TEXT SECTION:

If you do offer split URLs, supporting an additional form of splitting by PSL might also be useful in some cases (such as the PSL suffix in one part and the rest in another). But, libcurl doesn't give you that so it would need to be done by trurl itself.

elig0n commented 3 months ago

I suppose that would then be a "host" array since it can in theory contain a large number of parts. A reverse-sorted list perhaps so that it starts with the TLD?

Maybe just another sub-object with key-value pairs would suffice

bagder commented 3 months ago

Since a path is always separated by slashes and a host name is always separated by periods, I don't quite see the need for trurl to that that splitting. There are plenty of help in tools and languages to split a string by a given separator.

As @dfandrich mentions, getting a PSL out of the host name would be different - but that would require either a API change in libcurl or that trurl accesses libpsl itself. Not something I personally feel is worth it.

elig0n commented 3 months ago

Why would you defer the job of splitting paths in the JSON trurl generates to the user who runs i.e. jq ? They should only care about extracting the data they need and not parsing. A common Unix philosophy says: do one thing and do it well.

emanuele6 commented 3 months ago

A common Unix philosophy says: do one thing and do it well.

The entire point of that is to not do overly task-specific things in your tools so that the tool can be more generic and it is possible to use external tools to easily integrate it in many different complex applications. I don't understand how else you are interpreting that saying.

PROVIDED INFORMATION:

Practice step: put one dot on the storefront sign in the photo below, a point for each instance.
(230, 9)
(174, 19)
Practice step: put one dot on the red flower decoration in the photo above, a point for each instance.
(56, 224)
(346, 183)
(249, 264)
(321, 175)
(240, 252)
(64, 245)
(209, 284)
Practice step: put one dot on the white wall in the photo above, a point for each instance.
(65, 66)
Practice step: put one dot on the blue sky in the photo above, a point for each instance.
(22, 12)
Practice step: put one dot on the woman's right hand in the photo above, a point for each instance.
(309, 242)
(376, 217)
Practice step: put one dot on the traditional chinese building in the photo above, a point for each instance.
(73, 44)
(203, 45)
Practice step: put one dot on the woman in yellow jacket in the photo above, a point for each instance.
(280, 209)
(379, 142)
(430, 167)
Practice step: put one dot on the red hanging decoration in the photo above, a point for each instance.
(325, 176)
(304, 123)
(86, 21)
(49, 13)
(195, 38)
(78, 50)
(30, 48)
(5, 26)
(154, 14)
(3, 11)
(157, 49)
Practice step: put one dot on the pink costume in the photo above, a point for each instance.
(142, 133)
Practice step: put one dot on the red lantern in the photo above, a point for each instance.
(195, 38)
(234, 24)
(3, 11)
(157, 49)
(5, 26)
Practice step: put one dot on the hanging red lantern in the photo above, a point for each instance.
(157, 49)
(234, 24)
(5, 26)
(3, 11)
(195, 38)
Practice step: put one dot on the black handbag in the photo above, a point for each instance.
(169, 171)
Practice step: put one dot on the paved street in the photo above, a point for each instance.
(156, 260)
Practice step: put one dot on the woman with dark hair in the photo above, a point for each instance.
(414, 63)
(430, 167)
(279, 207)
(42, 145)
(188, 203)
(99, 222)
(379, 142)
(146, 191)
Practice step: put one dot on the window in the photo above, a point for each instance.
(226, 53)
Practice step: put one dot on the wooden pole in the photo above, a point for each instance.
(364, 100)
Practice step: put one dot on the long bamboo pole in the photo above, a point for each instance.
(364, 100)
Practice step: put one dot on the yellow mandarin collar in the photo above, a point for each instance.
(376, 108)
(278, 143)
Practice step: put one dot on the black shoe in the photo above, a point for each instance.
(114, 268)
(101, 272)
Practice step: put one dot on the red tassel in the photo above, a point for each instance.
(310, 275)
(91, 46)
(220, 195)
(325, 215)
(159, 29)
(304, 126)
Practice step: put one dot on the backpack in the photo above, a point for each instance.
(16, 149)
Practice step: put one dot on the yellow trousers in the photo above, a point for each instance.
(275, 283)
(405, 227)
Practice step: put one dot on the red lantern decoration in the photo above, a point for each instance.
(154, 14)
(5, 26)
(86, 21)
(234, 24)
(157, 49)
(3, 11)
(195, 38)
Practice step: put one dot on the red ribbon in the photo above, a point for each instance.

EXERCISE DESCRIPTION: Return, word for word, the part of the trurl thread that opens with the words containing "Maybe just another" and closes with "a given separator.". None of the data is required for what comes next.

REPLY TO THE TASK:
Maybe just another sub-object with key-value pairs would suffice

bagder commented 3 months ago

Since a path is always separated by slashes and a host name is always separated by periods, I don't quite see the need for trurl to that that splitting. There are plenty of help in tools and languages to split a string by a given separator.